#### [Given information]
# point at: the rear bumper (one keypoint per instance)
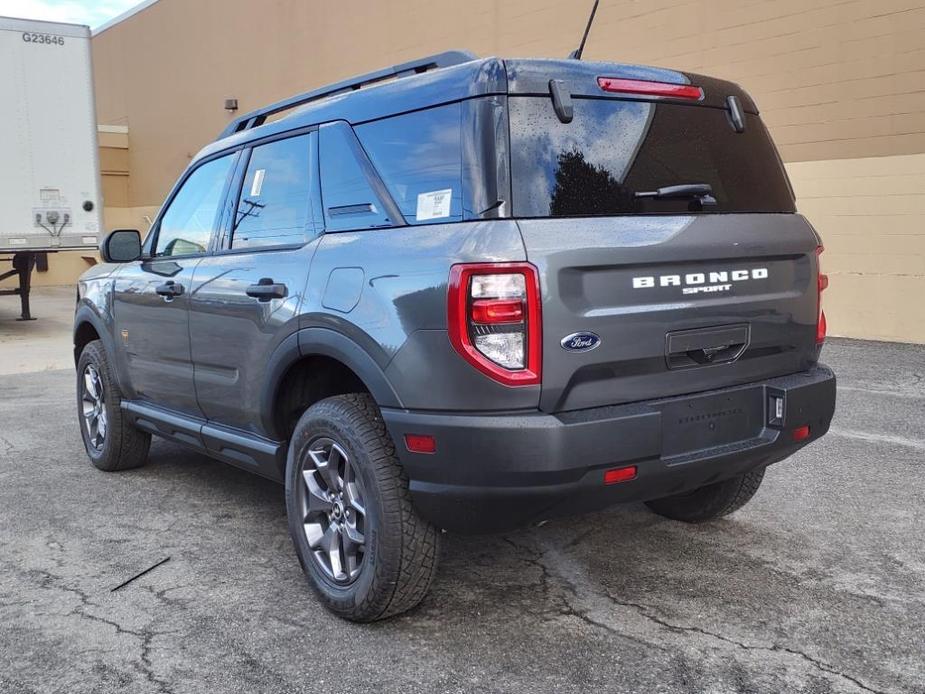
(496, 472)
--
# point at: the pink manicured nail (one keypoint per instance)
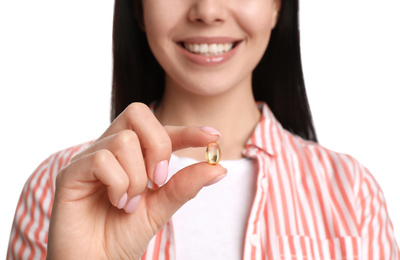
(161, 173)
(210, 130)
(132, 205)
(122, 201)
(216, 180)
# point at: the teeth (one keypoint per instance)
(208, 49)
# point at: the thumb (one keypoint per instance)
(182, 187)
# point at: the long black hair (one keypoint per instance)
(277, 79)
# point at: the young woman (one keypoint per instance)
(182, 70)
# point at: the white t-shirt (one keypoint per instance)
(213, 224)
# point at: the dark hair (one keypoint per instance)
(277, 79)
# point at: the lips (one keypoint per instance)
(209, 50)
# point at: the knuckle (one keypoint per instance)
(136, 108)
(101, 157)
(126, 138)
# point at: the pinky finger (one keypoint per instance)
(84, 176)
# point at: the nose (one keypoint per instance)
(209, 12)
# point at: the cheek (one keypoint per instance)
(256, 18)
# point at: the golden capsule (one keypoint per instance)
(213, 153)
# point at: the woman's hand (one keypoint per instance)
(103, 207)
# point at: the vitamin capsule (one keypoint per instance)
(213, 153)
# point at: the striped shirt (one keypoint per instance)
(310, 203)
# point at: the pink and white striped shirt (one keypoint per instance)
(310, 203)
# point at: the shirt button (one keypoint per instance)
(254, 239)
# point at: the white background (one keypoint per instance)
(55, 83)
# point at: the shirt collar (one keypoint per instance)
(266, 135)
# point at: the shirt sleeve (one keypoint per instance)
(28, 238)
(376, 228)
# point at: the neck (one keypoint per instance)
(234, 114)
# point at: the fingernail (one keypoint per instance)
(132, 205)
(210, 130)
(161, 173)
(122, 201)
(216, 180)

#### [Given task]
Please extract every line of the items above that contains the word "white" and copy each one in full.

#### [Response]
# point at: the white t-shirt (one keypoint per instance)
# point at: the pink and white striped shirt (one keypoint per instance)
# point at: the white background (one keypoint per instance)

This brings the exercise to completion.